Prompt A |
Pull out every line of the entries that contains the word "Example".

Nontechnical Guide to Petroleum Geology, Exploration, Drilling and Production (2nd Edition) Oil & Gas Production in Nontechnical Language

Thursday, June 18, 2009

America Has Abundant (And Increasing) Amounts Of Natural Gas

This ought to be good news for everyone. The technology and infrastructure to drill and produce more natural gas is proven and much of it is already in place. We use this gas to heat our homes, cook our food, and generate substantial amounts of the electricity we need. The technology to use this gas to power automobiles, trucks and buses exists and involves only a simple and inexpensive conversion.

Increased drilling and production would create jobs, provide increased royalties and tax revenue to Local, State, and the Federal Government, and it would reduce our dependence on "foreign oil". So why aren't we going after this bonanza of energy? Why are drilling rigs sitting idle?
Peter

June 18, 2009

Estimate Places Natural Gas Reserves 35% Higher

Thanks to new drilling technologies that are unlocking substantial amounts of natural gas from shale rocks, the nation’s estimated gas reserves have surged by 35 percent, according to a study due for release on Thursday.

The report by the Potential Gas Committee, the authority on gas supplies, shows the United States holds far larger reserves than previously thought. The jump is the largest increase in the 44-year history of reports from the committee.

The finding raises the possibility that natural gas could emerge as a critical transition fuel that could help to battle global warming. For a given amount of heat energy, burning gas produces about half as much carbon dioxide, the main cause of global warming, as burning coal.

Estimated natural gas reserves rose to 2,074 trillion cubic feet in 2008, from 1,532 trillion cubic feet in 2006, when the last report was issued. This includes the proven reserves compiled by the Energy Department of 237 trillion cubic feet, as well as the sum of the nation’s probable, possible and speculative reserves.

What Is a Tcf?

Natural gas is generally priced and sold in units of a thousand cubic feet (Mcf, using the Roman numeral for

one thousand). Units of a trillion cubic feet (tcf) are often used to measure large quantities, as in

resources or reserves in the ground, or annual national energy consumption. A tcf is one billion Mcf

and is enough natural gas to: Heat 15 million homes for one year; Generate 100 billion kilowatt-hours of electricity;

Fuel 12 million natural gasfired vehicles for one year.

The new estimates show “an exceptionally strong and optimistic gas supply picture for the nation,” according to a summary of the report, which is issued every two years by a group of academics and industry experts that is supported by the Colorado School of Mines.

Much of that jump comes from estimated gas in shale rocks, which drilling companies have only recently learned how to tap. They have developed a technique called hydraulic fracturing, in which water is injected at high pressure into wells to shatter rocks deep underground, helping to release trapped gas.

Input |
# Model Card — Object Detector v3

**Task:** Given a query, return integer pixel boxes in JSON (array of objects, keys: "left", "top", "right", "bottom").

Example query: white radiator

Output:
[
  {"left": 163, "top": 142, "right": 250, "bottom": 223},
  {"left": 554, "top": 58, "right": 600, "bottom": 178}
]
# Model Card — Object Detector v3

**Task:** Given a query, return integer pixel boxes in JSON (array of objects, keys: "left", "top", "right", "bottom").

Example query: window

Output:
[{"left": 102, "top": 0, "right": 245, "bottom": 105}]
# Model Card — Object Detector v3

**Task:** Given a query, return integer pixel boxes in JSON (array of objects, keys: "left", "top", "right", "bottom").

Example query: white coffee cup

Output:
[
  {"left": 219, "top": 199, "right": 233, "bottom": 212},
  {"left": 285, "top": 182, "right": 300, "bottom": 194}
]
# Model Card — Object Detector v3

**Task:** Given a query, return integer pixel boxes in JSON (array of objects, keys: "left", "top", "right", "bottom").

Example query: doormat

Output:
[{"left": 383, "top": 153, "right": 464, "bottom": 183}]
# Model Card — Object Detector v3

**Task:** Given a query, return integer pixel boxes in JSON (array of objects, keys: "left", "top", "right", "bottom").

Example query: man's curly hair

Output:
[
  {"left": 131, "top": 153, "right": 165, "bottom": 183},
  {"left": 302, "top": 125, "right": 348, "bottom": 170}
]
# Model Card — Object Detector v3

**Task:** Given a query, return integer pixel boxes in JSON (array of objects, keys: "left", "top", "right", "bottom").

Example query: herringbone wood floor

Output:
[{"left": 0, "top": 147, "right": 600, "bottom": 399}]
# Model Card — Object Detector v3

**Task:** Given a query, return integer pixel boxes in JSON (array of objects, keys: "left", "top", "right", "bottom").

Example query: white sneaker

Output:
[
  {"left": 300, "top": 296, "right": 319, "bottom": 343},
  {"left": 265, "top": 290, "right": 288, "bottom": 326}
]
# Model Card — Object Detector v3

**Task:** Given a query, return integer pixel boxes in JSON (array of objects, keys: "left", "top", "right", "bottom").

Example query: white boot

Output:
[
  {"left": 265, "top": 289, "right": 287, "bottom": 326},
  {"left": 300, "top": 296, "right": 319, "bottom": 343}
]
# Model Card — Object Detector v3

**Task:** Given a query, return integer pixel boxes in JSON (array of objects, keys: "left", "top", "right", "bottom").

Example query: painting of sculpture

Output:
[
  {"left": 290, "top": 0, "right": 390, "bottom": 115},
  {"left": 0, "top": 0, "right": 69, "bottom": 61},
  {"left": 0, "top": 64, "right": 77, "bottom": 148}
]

Prompt B |
Answer these questions from the natural gas article:
(i) By what percentage did the nation's estimated gas reserves surge?
(ii) How many homes can one tcf of natural gas heat for one year?
(iii) What technique injects water at high pressure into wells to shatter rocks deep underground?

Written reply A |
Example query: white radiator
Example query: window
Example query: white coffee cup
Example query: doormat
Example query: man's curly hair
Example query: herringbone wood floor
Example query: white sneaker
Example query: white boot
Example query: painting of sculpture

Written reply B |
(i) 35 percent
(ii) 15 million homes
(iii) Hydraulic fracturing